====== Passage shown
The first exhibition featuring The Sacred Grove was of course at the Salon in 1884 where it won the grand prize. Following the painting’s success there and the creation of the final work for the museum in Lyons, The Sacred Grove as the easel version was not displayed until many years later. It was exhibited after Puvis’ death, in 1975 at the Art Gallery of Ontario in an exhibition titled: “Puvis de Chavannes and the Modern Tradition” alongside its parody by Toulouse Lautrec: The Sacred Grove, Parody of a Painting by Puvis de Chavannes Exhibited at the Salon of 1884, and other paintings by artists whom he influenced, including Vincent Van Gogh, Paul Gauguin and Picasso. A similar exhibition was held in 1994 at the Van Gogh Museum in Amsterdam.
============
====== Data below
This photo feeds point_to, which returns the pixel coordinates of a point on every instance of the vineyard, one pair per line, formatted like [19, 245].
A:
============
Exercises to complete:
1. In the passage about The Sacred Grove, do these statements agree with it? (a) The Sacred Grove won the grand prize at the Salon in 1884. (b) The 1975 exhibition took place at the Van Gogh Museum in Amsterdam. (c) The easel version was shown again while Puvis was still alive. Answer yes or no for each and quote the words that settle it.
2. Write out the part of the passage about The Sacred Grove that opens with the words containing "The first exhibition" and closes with "Museum in Amsterdam.".

Completed exercise:
1.
(a) Yes: "at the Salon in 1884 where it won the grand prize"
(b) No: "in 1975 at the Art Gallery of Ontario"
(c) No: "It was exhibited after Puvis’ death"

2.
The first exhibition featuring The Sacred Grove was of course at the Salon in 1884 where it won the grand prize. Following the painting’s success there and the creation of the final work for the museum in Lyons, The Sacred Grove as the easel version was not displayed until many years later. It was exhibited after Puvis’ death, in 1975 at the Art Gallery of Ontario in an exhibition titled: “Puvis de Chavannes and the Modern Tradition” alongside its parody by Toulouse Lautrec: The Sacred Grove, Parody of a Painting by Puvis de Chavannes Exhibited at the Salon of 1884, and other paintings by artists whom he influenced, including Vincent Van Gogh, Paul Gauguin and Picasso. A similar exhibition was held in 1994 at the Van Gogh Museum in Amsterdam.